■ Task brief:
Rewrite everything from the start of the data down to and including the line with "positive clicks: (280, 197) (62, 232)", swapping "prompts" for "cues" and keeping all else the same.

━━━━━━━━━━━━━━━━━━━━

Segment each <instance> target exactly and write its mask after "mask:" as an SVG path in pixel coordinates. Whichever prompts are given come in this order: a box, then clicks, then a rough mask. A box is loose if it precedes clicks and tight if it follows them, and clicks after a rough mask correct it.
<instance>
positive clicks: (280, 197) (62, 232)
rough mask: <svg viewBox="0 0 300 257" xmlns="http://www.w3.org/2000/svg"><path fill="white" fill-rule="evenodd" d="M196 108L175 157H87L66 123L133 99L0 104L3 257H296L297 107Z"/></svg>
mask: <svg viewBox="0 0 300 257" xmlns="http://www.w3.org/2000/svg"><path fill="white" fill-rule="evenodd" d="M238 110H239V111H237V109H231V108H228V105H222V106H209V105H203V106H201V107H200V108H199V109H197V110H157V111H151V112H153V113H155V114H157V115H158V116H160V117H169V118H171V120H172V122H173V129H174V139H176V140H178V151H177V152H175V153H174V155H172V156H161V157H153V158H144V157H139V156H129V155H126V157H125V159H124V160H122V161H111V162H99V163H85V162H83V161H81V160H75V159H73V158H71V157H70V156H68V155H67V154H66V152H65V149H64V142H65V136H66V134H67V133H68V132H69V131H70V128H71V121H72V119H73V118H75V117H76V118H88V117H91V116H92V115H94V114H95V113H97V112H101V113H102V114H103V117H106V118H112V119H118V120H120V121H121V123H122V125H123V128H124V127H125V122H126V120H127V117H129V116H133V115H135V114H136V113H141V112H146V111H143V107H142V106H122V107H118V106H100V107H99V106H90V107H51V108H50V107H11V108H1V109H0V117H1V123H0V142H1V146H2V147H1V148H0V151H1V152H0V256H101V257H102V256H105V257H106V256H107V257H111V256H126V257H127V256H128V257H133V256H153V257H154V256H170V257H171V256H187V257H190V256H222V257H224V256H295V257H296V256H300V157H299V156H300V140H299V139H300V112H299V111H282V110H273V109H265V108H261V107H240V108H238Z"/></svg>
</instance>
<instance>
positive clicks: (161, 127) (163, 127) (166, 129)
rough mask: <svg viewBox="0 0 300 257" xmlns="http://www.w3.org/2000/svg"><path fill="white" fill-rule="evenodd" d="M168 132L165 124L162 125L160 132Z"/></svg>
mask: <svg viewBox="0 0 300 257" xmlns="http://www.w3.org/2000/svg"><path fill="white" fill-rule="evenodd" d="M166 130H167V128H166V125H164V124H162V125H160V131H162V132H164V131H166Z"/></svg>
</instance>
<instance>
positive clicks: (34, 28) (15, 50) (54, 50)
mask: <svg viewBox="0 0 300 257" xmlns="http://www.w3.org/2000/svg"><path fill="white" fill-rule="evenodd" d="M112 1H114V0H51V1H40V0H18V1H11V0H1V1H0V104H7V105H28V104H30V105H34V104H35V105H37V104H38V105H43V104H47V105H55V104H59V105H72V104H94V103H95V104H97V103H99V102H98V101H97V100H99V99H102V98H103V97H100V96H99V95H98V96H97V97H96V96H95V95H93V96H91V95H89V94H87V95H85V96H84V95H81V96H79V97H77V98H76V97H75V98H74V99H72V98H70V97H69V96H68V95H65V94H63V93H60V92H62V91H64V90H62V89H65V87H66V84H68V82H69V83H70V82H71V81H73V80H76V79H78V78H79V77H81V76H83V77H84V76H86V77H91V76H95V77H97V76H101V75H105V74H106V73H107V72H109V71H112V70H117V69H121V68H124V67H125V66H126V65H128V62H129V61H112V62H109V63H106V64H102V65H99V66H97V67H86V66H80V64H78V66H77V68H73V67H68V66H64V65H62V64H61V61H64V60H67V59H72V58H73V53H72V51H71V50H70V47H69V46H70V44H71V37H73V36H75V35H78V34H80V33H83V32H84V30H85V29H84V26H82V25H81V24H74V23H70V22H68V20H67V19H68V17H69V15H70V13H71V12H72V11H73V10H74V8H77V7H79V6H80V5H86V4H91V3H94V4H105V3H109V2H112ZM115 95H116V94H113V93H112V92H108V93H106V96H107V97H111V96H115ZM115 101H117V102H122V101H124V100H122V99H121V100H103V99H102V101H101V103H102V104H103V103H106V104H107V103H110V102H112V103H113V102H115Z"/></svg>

━━━━━━━━━━━━━━━━━━━━

■ Answer section:
Segment each <instance> target exactly and write its mask after "mask:" as an SVG path in pixel coordinates. Whichever cues are given come in this order: a box, then clicks, then a rough mask. A box is loose if it precedes clicks and tight if it follows them, and clicks after a rough mask correct it.
<instance>
positive clicks: (280, 197) (62, 232)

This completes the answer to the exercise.